Records from a data source
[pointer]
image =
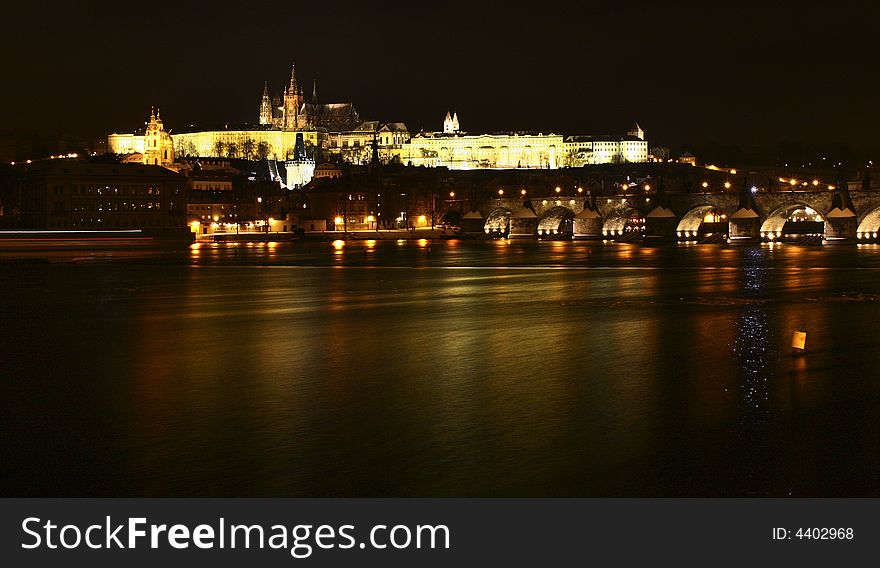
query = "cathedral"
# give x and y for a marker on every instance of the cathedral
(290, 111)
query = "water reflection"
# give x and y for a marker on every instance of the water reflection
(488, 368)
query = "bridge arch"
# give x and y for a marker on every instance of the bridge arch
(702, 218)
(623, 220)
(775, 222)
(556, 222)
(869, 226)
(498, 221)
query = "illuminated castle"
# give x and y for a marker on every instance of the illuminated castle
(290, 111)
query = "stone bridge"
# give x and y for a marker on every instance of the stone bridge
(687, 216)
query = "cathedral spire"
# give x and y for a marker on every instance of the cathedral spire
(293, 86)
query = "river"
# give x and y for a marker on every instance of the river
(441, 368)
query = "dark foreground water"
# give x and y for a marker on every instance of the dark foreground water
(441, 369)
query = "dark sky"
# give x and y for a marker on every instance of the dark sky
(689, 72)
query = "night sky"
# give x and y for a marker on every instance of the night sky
(738, 73)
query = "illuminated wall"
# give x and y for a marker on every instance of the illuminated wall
(493, 151)
(125, 143)
(279, 143)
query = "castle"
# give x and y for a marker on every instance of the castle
(290, 111)
(293, 130)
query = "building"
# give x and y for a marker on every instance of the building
(585, 150)
(158, 144)
(74, 195)
(459, 150)
(356, 146)
(334, 132)
(687, 158)
(290, 111)
(155, 145)
(301, 168)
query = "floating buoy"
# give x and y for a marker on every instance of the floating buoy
(798, 341)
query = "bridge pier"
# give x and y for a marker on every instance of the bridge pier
(744, 224)
(660, 224)
(587, 225)
(523, 227)
(841, 228)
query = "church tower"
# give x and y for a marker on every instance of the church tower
(637, 131)
(292, 101)
(158, 145)
(266, 106)
(450, 123)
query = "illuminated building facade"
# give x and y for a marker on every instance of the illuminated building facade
(67, 194)
(458, 150)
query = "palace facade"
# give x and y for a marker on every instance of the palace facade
(334, 131)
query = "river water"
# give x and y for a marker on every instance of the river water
(444, 368)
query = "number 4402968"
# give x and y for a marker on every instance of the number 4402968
(824, 534)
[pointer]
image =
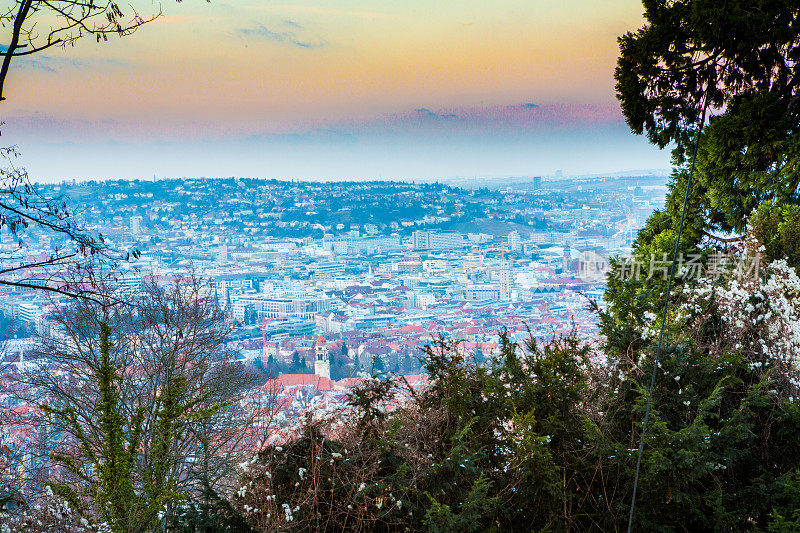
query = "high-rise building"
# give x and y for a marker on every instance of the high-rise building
(322, 364)
(136, 224)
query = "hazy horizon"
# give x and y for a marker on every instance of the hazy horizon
(334, 90)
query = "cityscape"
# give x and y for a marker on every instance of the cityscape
(452, 267)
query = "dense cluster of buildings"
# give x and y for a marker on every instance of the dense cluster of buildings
(323, 282)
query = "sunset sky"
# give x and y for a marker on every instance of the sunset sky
(334, 90)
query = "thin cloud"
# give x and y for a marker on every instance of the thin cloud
(424, 112)
(287, 37)
(523, 107)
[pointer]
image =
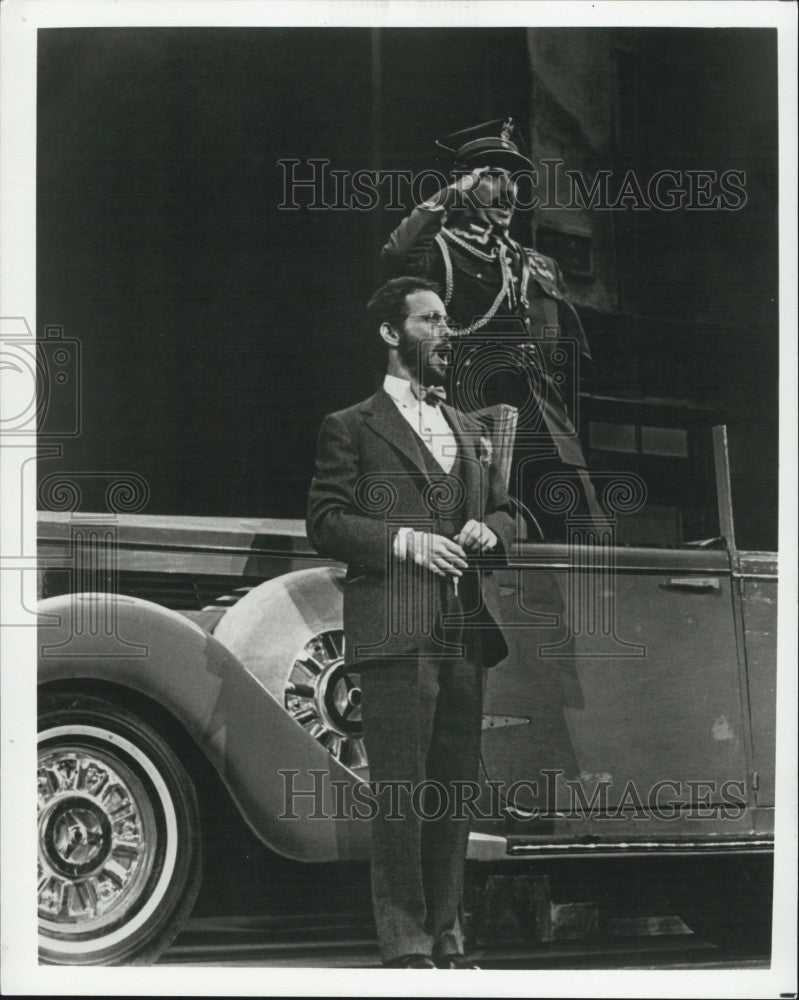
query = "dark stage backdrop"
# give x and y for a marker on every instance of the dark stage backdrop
(217, 329)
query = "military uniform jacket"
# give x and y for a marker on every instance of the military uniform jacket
(466, 260)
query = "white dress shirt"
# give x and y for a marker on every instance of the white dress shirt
(428, 422)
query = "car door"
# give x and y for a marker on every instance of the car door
(622, 679)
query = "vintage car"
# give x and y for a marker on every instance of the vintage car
(183, 659)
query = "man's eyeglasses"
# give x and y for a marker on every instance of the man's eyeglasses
(435, 320)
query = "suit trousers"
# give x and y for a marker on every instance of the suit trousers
(421, 722)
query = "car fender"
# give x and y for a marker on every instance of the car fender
(260, 753)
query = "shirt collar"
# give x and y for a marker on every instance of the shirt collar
(400, 390)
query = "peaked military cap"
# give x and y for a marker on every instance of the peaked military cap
(491, 144)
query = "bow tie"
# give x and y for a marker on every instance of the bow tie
(432, 394)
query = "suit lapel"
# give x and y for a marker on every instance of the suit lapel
(385, 419)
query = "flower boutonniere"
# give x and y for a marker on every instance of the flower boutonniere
(486, 452)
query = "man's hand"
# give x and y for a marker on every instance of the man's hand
(475, 536)
(454, 196)
(436, 553)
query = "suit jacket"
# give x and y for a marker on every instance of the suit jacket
(470, 285)
(370, 480)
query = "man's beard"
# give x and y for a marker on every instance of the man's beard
(415, 355)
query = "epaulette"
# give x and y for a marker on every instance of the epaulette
(542, 266)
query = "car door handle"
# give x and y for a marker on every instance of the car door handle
(692, 583)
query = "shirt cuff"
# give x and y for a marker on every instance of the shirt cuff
(401, 542)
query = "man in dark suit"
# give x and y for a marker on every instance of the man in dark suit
(405, 493)
(494, 286)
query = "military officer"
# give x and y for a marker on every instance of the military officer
(499, 291)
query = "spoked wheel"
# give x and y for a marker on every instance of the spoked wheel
(324, 697)
(288, 633)
(118, 825)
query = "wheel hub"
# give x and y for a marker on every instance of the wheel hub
(77, 837)
(324, 697)
(96, 838)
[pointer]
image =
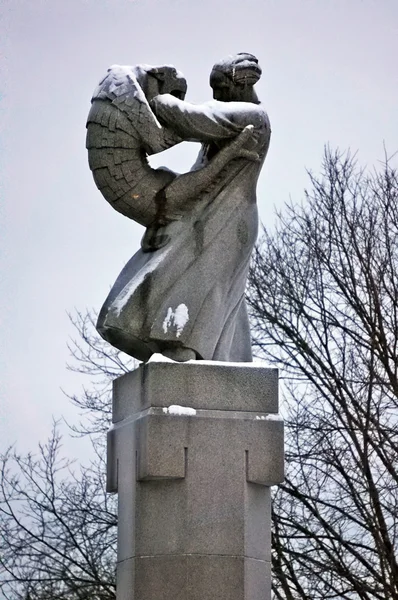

▶ INSTRUCTIONS FOR THE TASK: Count how many lines in the rows above contain the string "dense". Reply with the number alone.

▶ SOLUTION FOR THIS TASK: 2